• [INSTRUCTIONS FOR THE TASK] The calculus solution below divides its work into labeled parts. List every labeled part and give the result each one states.

• [PROVIDED TEXT]
-- START --

## University Calculus: Early Transcendentals (3rd Edition)

Decreasing: $(-\infty,0)$ Increasing: nowhere.
$\mathrm{First\:Part:}\:\:$ According to the definitions: A function $\ f\$ defined on an interval is increasing on $\ (a, b)\$ if for every $\ x_1, x_2\$ $\in$ $(a, b)$ $\ x_1\le x_2\$ implies that $\ f(x_1)\le f(x_2).\$ A function $\ f\$ defined on an interval is decreasing on $\ (a, b)\$ if for every $\ x_1, x_2\$ $\in$ $(a, b)$ $\ x_1\le x_2\$ implies that $\ f(x_1)\ge f(x_2).\$ We know that we can take the square root only of positive numbers, i.e $\ \ \sqrt{f(x)}\:\Rightarrow\:f(x)\ge0.$ For the given function $\ y=\sqrt{-x}\$, we have: $-x\ge0$ $\Rightarrow\:x\le0$ $\mathrm{Domain:}\:\:(-\infty,0]$ First of all create a table with a few points to sketch the graph. $\quad \mathrm{See\:the\:table\:and\:graph\:above.}$ $\mathrm{Second\:Part:}\:\:$ The graph does not have any symmetry. $\mathrm{Third\:Part:}\:\:$ The graph of the given function $\ y=\sqrt{-x}\$ is decreasing on $\ (-\infty,0).$

-- END --

• [DATA ROWS]
-- START --

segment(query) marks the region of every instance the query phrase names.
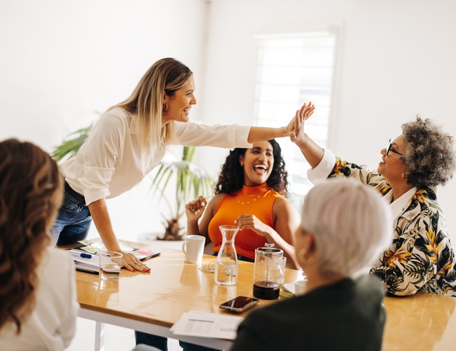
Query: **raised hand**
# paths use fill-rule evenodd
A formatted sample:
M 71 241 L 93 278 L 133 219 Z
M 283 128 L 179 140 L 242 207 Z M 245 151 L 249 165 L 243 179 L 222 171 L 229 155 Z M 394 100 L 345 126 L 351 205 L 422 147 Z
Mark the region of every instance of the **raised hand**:
M 289 139 L 298 146 L 304 142 L 305 138 L 304 124 L 306 120 L 314 113 L 314 110 L 315 106 L 312 102 L 309 102 L 309 104 L 303 104 L 301 108 L 296 111 L 294 119 L 294 128 L 289 132 Z

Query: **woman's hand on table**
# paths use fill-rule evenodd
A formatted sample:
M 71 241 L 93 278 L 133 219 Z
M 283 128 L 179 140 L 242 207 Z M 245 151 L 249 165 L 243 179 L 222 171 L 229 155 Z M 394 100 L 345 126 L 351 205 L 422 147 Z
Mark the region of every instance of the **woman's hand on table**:
M 137 257 L 131 252 L 122 252 L 122 265 L 131 272 L 150 272 L 151 269 L 142 263 Z
M 270 228 L 258 219 L 253 214 L 242 214 L 234 221 L 239 227 L 239 230 L 251 229 L 257 234 L 265 236 L 265 233 Z

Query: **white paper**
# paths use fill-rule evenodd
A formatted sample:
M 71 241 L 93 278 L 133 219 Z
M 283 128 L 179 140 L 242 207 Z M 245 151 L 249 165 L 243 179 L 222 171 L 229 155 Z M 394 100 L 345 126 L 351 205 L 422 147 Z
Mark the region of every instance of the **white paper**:
M 189 311 L 171 328 L 176 335 L 234 340 L 243 317 Z

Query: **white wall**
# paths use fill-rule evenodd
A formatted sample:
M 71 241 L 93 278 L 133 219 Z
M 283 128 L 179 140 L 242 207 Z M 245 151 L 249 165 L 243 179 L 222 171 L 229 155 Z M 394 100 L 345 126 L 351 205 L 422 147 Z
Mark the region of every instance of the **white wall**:
M 2 0 L 0 140 L 50 151 L 88 125 L 91 111 L 128 97 L 162 57 L 189 66 L 198 84 L 207 7 L 204 0 Z M 108 201 L 118 237 L 162 230 L 147 189 L 141 184 Z
M 335 25 L 341 35 L 330 145 L 336 154 L 376 167 L 388 138 L 400 134 L 401 124 L 418 113 L 456 136 L 455 18 L 456 1 L 450 1 L 213 0 L 205 120 L 251 120 L 255 35 Z M 316 107 L 312 118 L 319 117 Z M 283 113 L 291 117 L 294 111 Z M 208 160 L 209 153 L 198 155 Z M 226 154 L 218 152 L 211 164 L 213 173 Z M 454 180 L 438 193 L 453 243 L 455 193 Z

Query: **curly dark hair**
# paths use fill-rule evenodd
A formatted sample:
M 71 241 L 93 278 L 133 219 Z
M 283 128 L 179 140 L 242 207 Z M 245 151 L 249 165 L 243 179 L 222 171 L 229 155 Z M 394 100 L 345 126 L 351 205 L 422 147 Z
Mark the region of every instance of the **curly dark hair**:
M 456 164 L 453 137 L 429 119 L 402 124 L 406 142 L 401 160 L 408 174 L 408 183 L 423 187 L 444 185 L 453 178 Z
M 266 184 L 269 188 L 287 197 L 289 187 L 288 173 L 285 169 L 282 149 L 275 140 L 268 141 L 272 146 L 274 166 Z M 236 191 L 242 189 L 244 184 L 244 169 L 239 162 L 239 156 L 245 155 L 246 151 L 247 149 L 236 148 L 229 151 L 229 155 L 227 156 L 218 176 L 218 180 L 215 186 L 215 193 L 234 195 Z
M 0 329 L 21 323 L 35 305 L 37 267 L 63 198 L 55 162 L 30 142 L 0 142 Z

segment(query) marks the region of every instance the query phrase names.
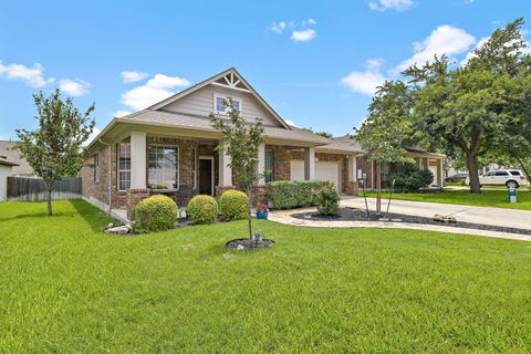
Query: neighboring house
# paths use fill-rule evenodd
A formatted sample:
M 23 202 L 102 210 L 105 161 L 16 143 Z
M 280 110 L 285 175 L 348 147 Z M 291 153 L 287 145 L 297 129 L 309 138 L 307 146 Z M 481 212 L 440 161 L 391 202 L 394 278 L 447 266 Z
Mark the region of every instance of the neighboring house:
M 0 140 L 0 156 L 6 156 L 6 159 L 17 164 L 17 166 L 13 166 L 14 176 L 33 175 L 33 168 L 20 156 L 15 144 L 15 142 Z
M 0 155 L 0 201 L 8 200 L 8 177 L 13 175 L 13 169 L 17 167 L 19 167 L 18 164 Z
M 257 199 L 263 198 L 271 180 L 326 179 L 340 192 L 357 192 L 362 149 L 356 143 L 288 125 L 231 67 L 146 110 L 114 118 L 87 146 L 90 158 L 81 174 L 84 198 L 131 217 L 134 206 L 152 194 L 168 195 L 183 207 L 195 195 L 219 196 L 235 188 L 230 158 L 215 150 L 220 134 L 208 117 L 212 112 L 227 116 L 226 97 L 232 97 L 233 108 L 249 123 L 263 119 L 259 168 L 270 174 L 258 183 Z

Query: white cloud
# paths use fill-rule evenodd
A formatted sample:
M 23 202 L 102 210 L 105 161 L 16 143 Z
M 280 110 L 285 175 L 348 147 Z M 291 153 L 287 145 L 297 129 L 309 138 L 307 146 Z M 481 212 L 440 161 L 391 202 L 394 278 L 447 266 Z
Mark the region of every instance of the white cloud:
M 88 135 L 88 138 L 86 139 L 86 142 L 83 143 L 83 146 L 88 146 L 88 144 L 91 144 L 91 142 L 94 140 L 100 133 L 101 131 L 97 127 L 94 127 L 94 129 L 92 129 L 91 135 Z
M 413 43 L 415 54 L 399 63 L 395 69 L 395 73 L 415 63 L 421 65 L 429 62 L 435 54 L 446 54 L 447 56 L 461 54 L 468 51 L 475 42 L 473 35 L 465 30 L 448 24 L 439 25 L 423 42 Z
M 311 41 L 315 38 L 317 32 L 315 32 L 314 29 L 308 29 L 308 30 L 302 30 L 302 31 L 293 31 L 291 33 L 290 39 L 292 39 L 295 42 L 308 42 Z
M 171 88 L 188 86 L 186 79 L 156 74 L 145 85 L 134 87 L 122 95 L 122 104 L 134 110 L 144 110 L 164 98 L 171 96 Z
M 372 96 L 376 92 L 376 87 L 386 80 L 385 75 L 379 71 L 381 65 L 381 59 L 369 59 L 365 62 L 365 71 L 353 71 L 343 77 L 341 82 L 354 92 Z
M 273 24 L 271 24 L 271 31 L 282 33 L 282 31 L 285 30 L 287 27 L 288 23 L 285 21 L 274 22 Z
M 124 115 L 128 115 L 128 114 L 132 114 L 132 113 L 133 112 L 131 112 L 131 111 L 118 110 L 118 111 L 113 113 L 113 117 L 119 118 L 119 117 L 123 117 Z
M 59 88 L 71 96 L 83 96 L 88 93 L 91 83 L 81 79 L 64 79 L 59 82 Z
M 132 82 L 138 82 L 149 76 L 148 73 L 140 73 L 137 71 L 123 71 L 119 74 L 122 75 L 122 79 L 126 84 L 129 84 Z
M 44 87 L 55 80 L 53 77 L 44 79 L 44 69 L 39 63 L 33 64 L 33 67 L 28 67 L 22 64 L 3 65 L 0 62 L 0 76 L 9 80 L 23 80 L 31 87 Z
M 371 8 L 371 10 L 375 11 L 405 11 L 413 7 L 413 0 L 374 0 L 368 2 L 368 7 Z

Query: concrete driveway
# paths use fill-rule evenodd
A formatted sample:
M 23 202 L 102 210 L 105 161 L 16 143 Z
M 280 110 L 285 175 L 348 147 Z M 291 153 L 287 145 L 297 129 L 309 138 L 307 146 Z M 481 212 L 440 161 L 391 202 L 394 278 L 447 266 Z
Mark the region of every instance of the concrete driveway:
M 368 209 L 376 210 L 376 199 L 367 198 Z M 361 197 L 345 197 L 341 206 L 365 209 Z M 382 210 L 386 211 L 387 199 L 382 199 Z M 511 227 L 531 230 L 531 211 L 503 208 L 472 207 L 452 204 L 392 200 L 389 212 L 431 218 L 436 214 L 454 216 L 458 221 Z

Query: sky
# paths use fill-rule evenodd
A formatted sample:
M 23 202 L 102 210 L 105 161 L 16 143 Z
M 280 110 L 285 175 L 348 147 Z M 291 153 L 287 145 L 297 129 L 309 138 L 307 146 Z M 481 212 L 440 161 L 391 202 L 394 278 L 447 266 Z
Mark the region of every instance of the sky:
M 94 102 L 103 129 L 230 66 L 288 122 L 344 135 L 384 80 L 436 53 L 462 63 L 530 15 L 527 0 L 6 1 L 0 139 L 37 128 L 40 90 Z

-- END --

• [FINAL RESULT]
- First Part: the domain of y = √(−x) is (−∞, 0].
- Second Part: the graph has no symmetry.
- Third Part: the graph of y = √(−x) is decreasing on (−∞, 0).